# The pen is black



## jmt356

Suggestion: 
القلمُ اسْودًا

Reasoning: 
What we are really saying here is: 
القلمُ يكون قلمً اسْودًا
The verb كانَ takes the منصوب.


----------



## barkoosh

It's القلمُ أسودُ. As if you're saying, القلمُ هو قلمٌ أسودُ. This is how we express the verb "to be" in such constructions (a feature of Semitic languages).

PS: we say أسودُ not أسودٌ since it's ممنوعة من الصرف.


----------



## Tensor78

jmt356 said:


> Suggestion:
> القلمُ اسْودًا
> 
> Reasoning:
> What we are really saying here is:
> القلمُ يكون قلمً اسْودًا
> The verb كانَ takes the منصوب.



It should be: 'alqalamu 'aswadu. 'aswadu is a diptote and so does not receive nunation. Further, the case is nominative as this is just a simple, present tense, equational sentence.

There is no hidden subjunctive mood here. The subjunctive is not used that way at all. This is just a straight forward equational sentence in the indicative mood.


----------



## jmt356

barkoosh said:


> It's القلمُ أسودُ. As if you're saying, القلمُ هو قلمٌ أسودُ. This is how we express the verb "to be" in such constructions (a feature of Semitic languages).
> 
> PS: we say أسودُ not أسودٌ since it's ممنوعة من الصرف.




This does not make much sense to me. 

We say كان الفيلم ممتعًا because it is as though we are saying: 
Example: كان الفيلمُ فيلمًا ممتعًا (or simply كان الفيلم ممتعًا).

So shouldn’t we also say القلمُ اسْودًا as though we are saying: 
القلمُ يكون قلمًا اسْودًا

What does ممنوعة من الصرف mean? 

And what is a diptote?


----------



## ahmedcowon

jmt356 said:


> This does not make much sense to me.
> 
> We say كان الفيلم ممتعًا because it is as though we are saying:
> Example: كان الفيلمُ فيلمًا ممتعًا (or simply كان الفيلم ممتعًا).
> 
> So shouldn’t we also say القلمُ اسْودًا as though we are saying:
> القلمُ يكون قلمًا اسْودًا
> 
> What does ممنوعة من الصرف mean?
> 
> And what is a diptote?



القلمُ أسودُ is a nominal sentence "جملة إسمية" and it consists of مبتدأ وخبر
*القلم*: مبتدأ مرفوع
*أسود*: خبر مرفوع

الكلمات الممنوعة من الصرف are nouns that don't receive nunation and also they are مجرورة بالفتحة not بالكسرة (_in indefinite case only_)

ذهبت إلى مدارسَ كثيرةٍ

سلمت على إبراهيمَ


----------



## Josh_

ممنوعة من الصرف (literally: prevented from declension) refers to words that are not fully declined; that is, they do not take all the case endings.  I believe they've been discussed several times over the years here on the forum.  You can search 'diptote' or 'ممنوعة من الصرف' and probably find those discussions.

I also found this doing a quick internet search.

▶ **SUPPLIED DATA**:
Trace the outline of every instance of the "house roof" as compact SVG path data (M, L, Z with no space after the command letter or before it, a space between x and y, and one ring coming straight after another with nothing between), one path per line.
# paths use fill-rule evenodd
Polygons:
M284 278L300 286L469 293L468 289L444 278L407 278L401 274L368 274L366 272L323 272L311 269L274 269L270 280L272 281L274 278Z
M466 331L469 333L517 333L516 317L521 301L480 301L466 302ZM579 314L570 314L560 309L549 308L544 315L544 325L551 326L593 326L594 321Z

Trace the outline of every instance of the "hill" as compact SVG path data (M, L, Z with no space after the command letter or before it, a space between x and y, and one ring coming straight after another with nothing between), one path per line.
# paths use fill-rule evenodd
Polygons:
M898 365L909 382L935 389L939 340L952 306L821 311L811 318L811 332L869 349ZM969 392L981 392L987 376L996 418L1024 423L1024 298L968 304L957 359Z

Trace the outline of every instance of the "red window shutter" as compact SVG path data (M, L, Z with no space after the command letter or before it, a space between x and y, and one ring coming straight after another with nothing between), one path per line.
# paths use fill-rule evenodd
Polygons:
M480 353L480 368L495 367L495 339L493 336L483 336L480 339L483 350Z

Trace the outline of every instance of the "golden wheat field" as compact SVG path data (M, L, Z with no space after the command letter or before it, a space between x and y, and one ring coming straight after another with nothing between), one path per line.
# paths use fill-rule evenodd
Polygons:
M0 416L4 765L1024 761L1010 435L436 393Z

▶ **YOUR GOAL**:
Reproduce everything in the thread on saying "the pen is black" in Arabic from "It should be: 'alqalamu" down to "tense, equational sentence.".

▶ **WRITTEN ANSWER**:
It should be: 'alqalamu 'aswadu. 'aswadu is a diptote and so does not receive nunation. Further, the case is nominative as this is just a simple, present tense, equational sentence.